● **Your instructions**:
Set the data down exactly as it stands, and keep its pictures out.

● **Task material**:
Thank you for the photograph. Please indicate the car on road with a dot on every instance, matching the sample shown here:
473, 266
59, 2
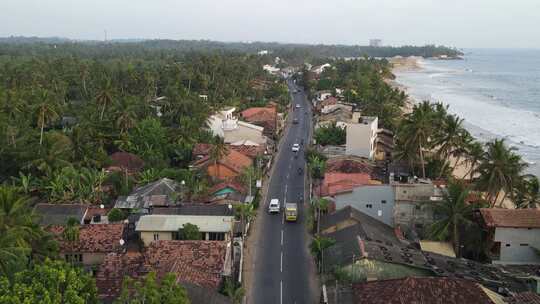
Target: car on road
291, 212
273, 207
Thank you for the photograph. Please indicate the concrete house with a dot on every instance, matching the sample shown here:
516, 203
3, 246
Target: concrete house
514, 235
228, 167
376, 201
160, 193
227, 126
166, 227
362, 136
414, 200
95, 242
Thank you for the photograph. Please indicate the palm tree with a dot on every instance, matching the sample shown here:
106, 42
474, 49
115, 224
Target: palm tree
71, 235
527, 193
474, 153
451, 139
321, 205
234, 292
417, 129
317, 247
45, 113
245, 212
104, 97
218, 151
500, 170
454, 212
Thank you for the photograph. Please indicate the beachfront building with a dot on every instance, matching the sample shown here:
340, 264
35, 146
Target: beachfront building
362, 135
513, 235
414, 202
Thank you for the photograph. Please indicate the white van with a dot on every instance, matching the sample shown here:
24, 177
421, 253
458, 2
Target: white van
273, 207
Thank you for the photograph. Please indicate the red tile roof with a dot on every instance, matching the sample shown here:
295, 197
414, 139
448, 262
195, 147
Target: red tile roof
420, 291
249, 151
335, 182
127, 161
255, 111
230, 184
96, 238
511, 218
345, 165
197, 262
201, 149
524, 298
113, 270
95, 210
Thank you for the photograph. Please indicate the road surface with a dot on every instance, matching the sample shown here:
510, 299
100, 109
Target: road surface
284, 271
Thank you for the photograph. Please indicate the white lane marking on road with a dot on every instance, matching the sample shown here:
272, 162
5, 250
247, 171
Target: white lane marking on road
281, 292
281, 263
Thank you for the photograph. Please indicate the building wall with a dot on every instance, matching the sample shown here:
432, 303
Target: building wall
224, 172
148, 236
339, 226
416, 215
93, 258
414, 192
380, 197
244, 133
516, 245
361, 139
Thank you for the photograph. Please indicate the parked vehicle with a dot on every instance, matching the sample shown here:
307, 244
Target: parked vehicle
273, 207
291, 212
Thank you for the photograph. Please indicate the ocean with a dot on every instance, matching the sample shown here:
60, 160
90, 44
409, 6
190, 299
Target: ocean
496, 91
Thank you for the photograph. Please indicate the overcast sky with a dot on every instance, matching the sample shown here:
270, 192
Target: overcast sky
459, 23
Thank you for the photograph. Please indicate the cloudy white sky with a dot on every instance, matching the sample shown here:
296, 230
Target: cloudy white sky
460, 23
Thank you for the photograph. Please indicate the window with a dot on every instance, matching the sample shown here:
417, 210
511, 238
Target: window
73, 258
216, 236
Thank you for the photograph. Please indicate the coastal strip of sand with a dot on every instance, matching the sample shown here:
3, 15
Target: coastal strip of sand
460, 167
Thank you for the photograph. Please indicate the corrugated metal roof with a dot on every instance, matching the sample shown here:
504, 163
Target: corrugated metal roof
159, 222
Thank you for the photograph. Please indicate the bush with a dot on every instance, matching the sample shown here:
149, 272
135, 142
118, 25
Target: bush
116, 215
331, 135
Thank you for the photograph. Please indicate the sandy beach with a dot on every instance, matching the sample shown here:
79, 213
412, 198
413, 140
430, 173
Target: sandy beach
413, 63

● **Expected output**:
Thank you for the photograph. Please indicate the car on road with a dot on every instance, matching the sample shown here:
473, 266
59, 2
Target: car on road
291, 212
273, 207
Thank you for the photograph. Please indicate the concrete house with a dot on every instance, matching the sample shown here:
516, 203
3, 246
Target: concrete house
514, 235
228, 167
376, 201
160, 193
227, 126
166, 227
362, 136
414, 200
95, 242
Thank you for the photograph. Please indicate the palm tree with a dot on every instance, matching the sample shown here:
106, 42
474, 49
115, 224
Target: palm tree
71, 235
527, 193
474, 153
451, 139
321, 205
234, 292
417, 129
317, 247
45, 113
245, 212
104, 97
218, 151
500, 170
454, 212
Thank you for the photograph. Please indicate the beachfront building with a dot on every instance, matching the sample shown here:
340, 264
35, 146
Target: beachfront building
362, 135
513, 235
414, 202
Thank you for the photograph. Please indicate the white van with a dot on every instance, matching the sample shown here:
24, 177
421, 253
458, 2
Target: white van
273, 207
Thank you for the photograph. Please indicate the red tile roof with a dot on every instance, matching the sample shown here:
295, 197
414, 139
448, 262
195, 147
Target: red tile roof
420, 291
249, 151
335, 182
127, 161
255, 111
230, 184
96, 238
511, 218
345, 165
197, 262
201, 149
524, 298
113, 270
95, 210
Thank you for the photograph. Please indicate the road surface with a dot on every instance, matching the sample shown here:
510, 299
100, 109
Target: road surface
284, 271
Thank you for the photograph. Please indicate the white lane marking on road with a dot on every instance, matching the sample shown here:
272, 162
5, 250
247, 171
Target: white lane marking on road
281, 292
281, 263
Thank you for the photograph. Please indicate the building wall with a dot on every instance, matching the sample shown here:
432, 303
Target: building wall
224, 172
148, 236
339, 226
416, 215
93, 258
414, 192
380, 197
244, 133
516, 245
361, 139
Thank you for the photograph. Please indicate the parked vehicle with a dot on every instance, matching the sample shown here:
307, 244
Target: parked vehicle
273, 207
291, 212
Thank you for the photograph. Please indicate the ocean with a dot on every instance, matching the sample shown here:
60, 160
90, 44
409, 6
190, 299
Target: ocean
496, 91
Thank you for the photograph. Please indicate the overcast sky with a dot on every instance, matching the sample shown here:
270, 192
Target: overcast sky
459, 23
Thank you for the photograph. Please indicate the cloudy white sky with a dot on every instance, matching the sample shown here:
296, 230
Target: cloudy white sky
460, 23
Thank you for the photograph. Please indicate the window with a dot on every instance, matching the sample shown here:
417, 210
511, 238
Target: window
73, 258
216, 236
Thank you for the photograph. Please indicate the coastal strip of sand with a dot on every instance, matching the sample shown here:
3, 15
Target: coastal strip of sand
460, 167
Thank you for the photograph. Please indicate the corrugated metal roof with a dot on every instance, matching the sample shown here:
504, 163
Target: corrugated metal roof
159, 222
Thank you for the photograph. Please indicate the bush with a dot on every instance, matching the sample shown here:
149, 272
135, 142
118, 25
Target: bush
116, 215
331, 135
Thank you for the photograph. Please indicate the sandy beach with a dot on every instance, matching the sample shown here:
79, 213
412, 198
413, 140
430, 173
Target: sandy beach
413, 63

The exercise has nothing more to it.